Items from a dataset:
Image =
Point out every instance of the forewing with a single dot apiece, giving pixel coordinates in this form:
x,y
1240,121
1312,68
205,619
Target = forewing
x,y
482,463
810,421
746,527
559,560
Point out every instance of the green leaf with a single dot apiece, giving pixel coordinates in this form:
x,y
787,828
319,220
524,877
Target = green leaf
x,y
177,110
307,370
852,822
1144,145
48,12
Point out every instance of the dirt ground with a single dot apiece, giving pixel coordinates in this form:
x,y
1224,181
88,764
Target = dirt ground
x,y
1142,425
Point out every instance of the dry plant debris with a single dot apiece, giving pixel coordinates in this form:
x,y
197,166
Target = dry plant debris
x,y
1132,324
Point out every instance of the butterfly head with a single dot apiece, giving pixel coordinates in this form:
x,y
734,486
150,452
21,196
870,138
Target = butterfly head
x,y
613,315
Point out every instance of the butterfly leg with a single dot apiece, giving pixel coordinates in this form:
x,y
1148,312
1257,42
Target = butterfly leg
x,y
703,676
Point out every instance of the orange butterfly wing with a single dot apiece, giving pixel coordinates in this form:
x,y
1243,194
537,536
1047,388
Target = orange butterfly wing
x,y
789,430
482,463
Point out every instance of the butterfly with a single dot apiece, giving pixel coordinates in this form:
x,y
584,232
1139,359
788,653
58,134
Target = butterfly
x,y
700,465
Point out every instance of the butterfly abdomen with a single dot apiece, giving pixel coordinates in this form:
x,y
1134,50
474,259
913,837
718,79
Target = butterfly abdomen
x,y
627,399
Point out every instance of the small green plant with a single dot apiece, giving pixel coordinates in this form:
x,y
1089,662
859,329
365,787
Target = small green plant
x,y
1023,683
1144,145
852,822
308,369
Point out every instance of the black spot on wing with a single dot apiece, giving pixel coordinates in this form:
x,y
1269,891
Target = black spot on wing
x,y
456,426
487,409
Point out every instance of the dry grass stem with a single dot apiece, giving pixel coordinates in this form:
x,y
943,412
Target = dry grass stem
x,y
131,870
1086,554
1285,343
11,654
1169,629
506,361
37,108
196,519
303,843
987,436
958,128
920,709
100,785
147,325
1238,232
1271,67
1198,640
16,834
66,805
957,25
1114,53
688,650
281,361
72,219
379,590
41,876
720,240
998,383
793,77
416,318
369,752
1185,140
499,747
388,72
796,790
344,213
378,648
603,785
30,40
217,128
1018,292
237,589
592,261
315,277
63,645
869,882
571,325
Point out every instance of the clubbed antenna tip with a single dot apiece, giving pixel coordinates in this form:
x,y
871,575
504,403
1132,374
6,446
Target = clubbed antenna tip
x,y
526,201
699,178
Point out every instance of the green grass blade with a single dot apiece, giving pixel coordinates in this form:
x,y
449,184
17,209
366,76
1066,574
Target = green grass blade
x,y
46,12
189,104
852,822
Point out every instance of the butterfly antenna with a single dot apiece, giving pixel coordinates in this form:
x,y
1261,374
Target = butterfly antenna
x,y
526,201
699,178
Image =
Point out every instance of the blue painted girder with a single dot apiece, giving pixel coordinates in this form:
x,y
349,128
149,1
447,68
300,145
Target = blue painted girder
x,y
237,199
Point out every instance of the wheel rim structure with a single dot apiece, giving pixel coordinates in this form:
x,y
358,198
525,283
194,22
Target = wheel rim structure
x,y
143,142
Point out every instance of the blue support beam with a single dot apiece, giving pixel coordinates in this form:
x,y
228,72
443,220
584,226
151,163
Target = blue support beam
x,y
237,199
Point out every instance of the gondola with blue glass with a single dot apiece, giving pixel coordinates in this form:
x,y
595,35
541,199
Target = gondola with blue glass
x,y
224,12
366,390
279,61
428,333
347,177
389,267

TASK TO CARRY OUT:
Would you please reproduce all of the lines above exactly?

RESULT BELOW:
Image =
Point out every instance of the forewing with a single dot apiece, giving pixel coordinates in this form:
x,y
1240,121
1312,68
205,619
Target = forewing
x,y
482,463
810,421
746,527
559,560
Point out every instance of the green leaf with a single dot apiece, giving pixel coordinates in this form:
x,y
787,828
319,220
524,877
Target = green leaf
x,y
177,110
307,370
852,822
1144,145
48,12
Point out every instance of the dirt ground with a single dot apiece, giving pixel coordinates in this form:
x,y
1224,181
88,764
Target = dirt ground
x,y
1142,425
Point out every instance of the dry plant debris with a single dot apiece, giving pixel coordinates in this form:
x,y
197,166
Target = dry plant debris
x,y
1132,324
Point out every instance of the butterfly head with a single dot apiece, giving pixel coordinates in this form:
x,y
734,486
150,452
21,196
870,138
Target = butterfly head
x,y
613,315
Point out every instance of the butterfly leg with a single dot apiece, giving pixel coordinates in this form:
x,y
1148,312
1257,42
Target = butterfly leg
x,y
703,676
Point out every instance of the orange butterfly wing with a single dot apiece, giving pixel coordinates in this form:
x,y
1243,194
537,536
1047,388
Target = orange butterfly wing
x,y
789,430
482,463
Point out every instance of the butterfly with a single dot apiece, giving pixel coordinates in this form:
x,y
584,232
1139,359
788,653
58,134
Target = butterfly
x,y
700,465
Point out every instance of the butterfly abdomen with a single dot apiece, giving pixel coordinates in this form:
x,y
1134,50
474,259
913,837
718,79
Target = butterfly abdomen
x,y
627,399
Point out every instance of the small green plant with a single dot apiece, giving pixel coordinates in this form:
x,y
1089,662
859,329
365,787
Target = small green plant
x,y
1023,683
1144,145
852,822
308,369
Point out every instance of the black spot on wing with a single dot apiece, giving pixel coordinates in this form:
x,y
1269,891
Target = black spot on wing
x,y
456,426
487,409
Point out every instance of the dry grass stem with a single dot apiece, giving pixel coordinates in this form:
x,y
943,412
Target = dry grass stem
x,y
131,870
1086,554
1285,343
11,654
1169,629
506,361
37,108
196,519
303,843
987,436
958,128
920,709
100,785
147,325
1238,232
1271,67
1198,640
16,834
66,805
957,25
1114,53
688,650
281,361
72,219
379,590
41,876
720,240
998,383
793,77
416,318
369,752
1185,140
499,747
388,72
796,790
344,213
378,648
603,785
30,40
217,128
1018,292
237,589
592,261
315,277
63,645
869,882
571,325
Point out every instance of the clubbed antenna tip with a single dot apiece, giving pixel coordinates in this form:
x,y
871,575
504,403
1132,374
6,446
Target = clubbed antenna tip
x,y
526,201
699,178
Point out every instance of the green grass blade with a single dot apiece, giving pixel coordinates in this form:
x,y
449,184
17,209
366,76
1066,574
Target = green grass blade
x,y
46,12
189,104
852,822
Point out every instance of the butterfly antenna with a single dot apiece, giving pixel coordinates in this form:
x,y
1261,374
Target = butterfly antenna
x,y
526,201
699,178
Image =
Point out every instance of the blue painted girder with a single dot apiece, giving pixel coordinates in this form:
x,y
349,128
149,1
447,68
300,145
Target = blue painted girder
x,y
237,199
Point out every instance of the wheel rim structure with a single dot apiece, giving pixel coordinates in this form:
x,y
358,198
525,283
194,22
Target = wheel rim structure
x,y
143,142
Point out every instance of the blue support beam with a single dot apiece, giving pixel coordinates in this form:
x,y
228,72
443,220
584,226
151,163
Target = blue support beam
x,y
237,199
Point out every instance of the gondola with blue glass with a single dot apiece, giving pixel coordinates in this form:
x,y
595,35
541,199
Target = gondola with blue glass
x,y
224,12
366,390
279,61
428,333
347,177
389,267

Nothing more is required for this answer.